#### Exercise directions
Reproduce every record verbatim but drop the pictures.

#### Provided data
= = = = =

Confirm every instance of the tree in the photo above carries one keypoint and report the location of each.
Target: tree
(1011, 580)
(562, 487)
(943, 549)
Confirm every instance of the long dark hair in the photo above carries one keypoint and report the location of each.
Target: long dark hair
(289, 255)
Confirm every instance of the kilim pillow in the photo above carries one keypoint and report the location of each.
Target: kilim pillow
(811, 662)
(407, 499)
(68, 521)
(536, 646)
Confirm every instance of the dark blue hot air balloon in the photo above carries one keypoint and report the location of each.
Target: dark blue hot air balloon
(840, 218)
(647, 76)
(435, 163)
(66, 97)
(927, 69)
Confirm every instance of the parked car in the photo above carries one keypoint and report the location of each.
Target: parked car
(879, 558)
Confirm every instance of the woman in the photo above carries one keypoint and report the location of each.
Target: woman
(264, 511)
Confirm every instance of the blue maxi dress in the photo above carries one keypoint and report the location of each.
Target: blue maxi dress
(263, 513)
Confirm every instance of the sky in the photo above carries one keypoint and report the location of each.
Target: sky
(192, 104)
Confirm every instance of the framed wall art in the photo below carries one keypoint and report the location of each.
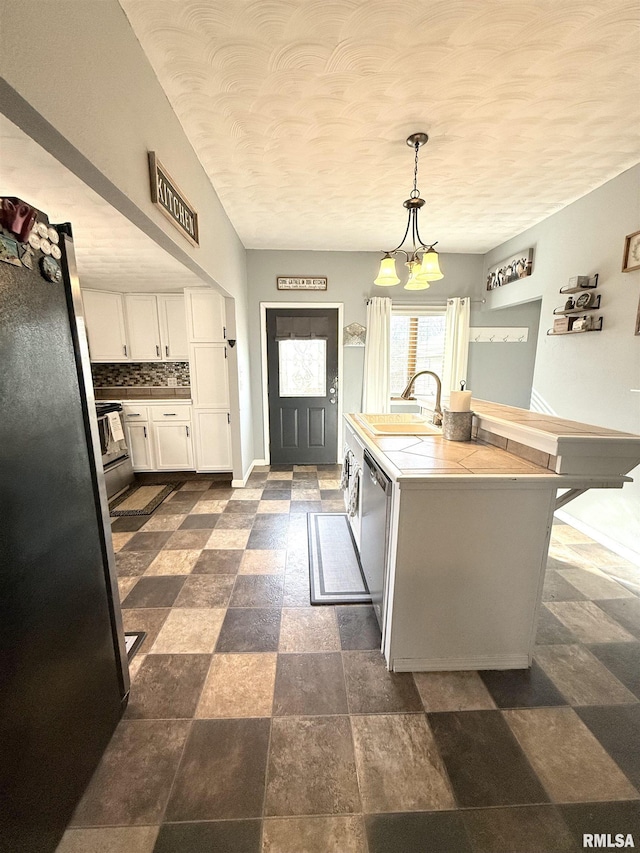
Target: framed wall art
(631, 256)
(516, 267)
(301, 282)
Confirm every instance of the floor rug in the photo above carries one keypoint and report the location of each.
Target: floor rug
(334, 565)
(141, 500)
(132, 641)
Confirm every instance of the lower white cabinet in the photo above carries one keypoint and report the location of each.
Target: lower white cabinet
(140, 448)
(213, 440)
(160, 436)
(173, 446)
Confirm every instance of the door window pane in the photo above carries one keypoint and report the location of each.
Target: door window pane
(302, 368)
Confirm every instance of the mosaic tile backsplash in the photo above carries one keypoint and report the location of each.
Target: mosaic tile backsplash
(148, 374)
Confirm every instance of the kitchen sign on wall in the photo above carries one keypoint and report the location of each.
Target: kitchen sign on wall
(300, 282)
(172, 203)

= = = = =

#### Exercise response
Confirm every instance of the tree in the photo above carries one keypoint and report the location of each.
Target: tree
(1011, 580)
(562, 487)
(943, 549)
Confirm every instance of the long dark hair in the photo above carries one keypoint and report the location of each.
Target: long dark hair
(289, 255)
Confirm every instance of the kilim pillow in the photo above carries one keypoint and report the location of each.
Target: kilim pillow
(811, 662)
(407, 499)
(68, 521)
(536, 646)
Confirm every instance of the dark blue hot air balloon in the photo above carries one keypoint and report the location of each.
Target: dark blue hot air balloon
(840, 218)
(647, 76)
(435, 163)
(66, 97)
(927, 69)
Confirm every instance of the parked car in the photo above carries one keypoint and report the location of each.
Target: parked car
(879, 558)
Confirm every instance of the woman in the photo above carries one keypoint and report the location of each.
Target: woman
(264, 511)
Confirm every instance of the blue maxi dress in the photo above carries one keypoint and report the location of each.
Target: blue maxi dress
(263, 513)
Confirm every instance of the sky in the photo above carries one keypoint and report the location of each.
Target: sky
(192, 104)
Confirm every instance of the framed wall art in the photo below carries one keypoint and report the location of each.
Target: framed wall art
(631, 256)
(516, 267)
(301, 282)
Confirm every instance of the floor rug in the photo above carries one keypoint and report the location of each.
Target: floor rug
(334, 565)
(141, 500)
(132, 641)
Confirm every instance of the lower white cabinet in the photo above carries one keypoint and report the location of each.
Target: lower white cabinet
(140, 448)
(213, 440)
(160, 436)
(173, 446)
Confirm every instance of the door window pane in the photo above carries one keypoint and report the location of each.
Target: door window pane
(302, 368)
Confirm every instance of the mosaic tile backsplash in the photo above carries one keypoint and report the location of each.
Target: mosaic tile backsplash
(148, 374)
Confirm every instance of the kitchen sign on wall in the photo above carries one keypoint and report the location of each.
Target: kitchen sign on wall
(300, 282)
(172, 203)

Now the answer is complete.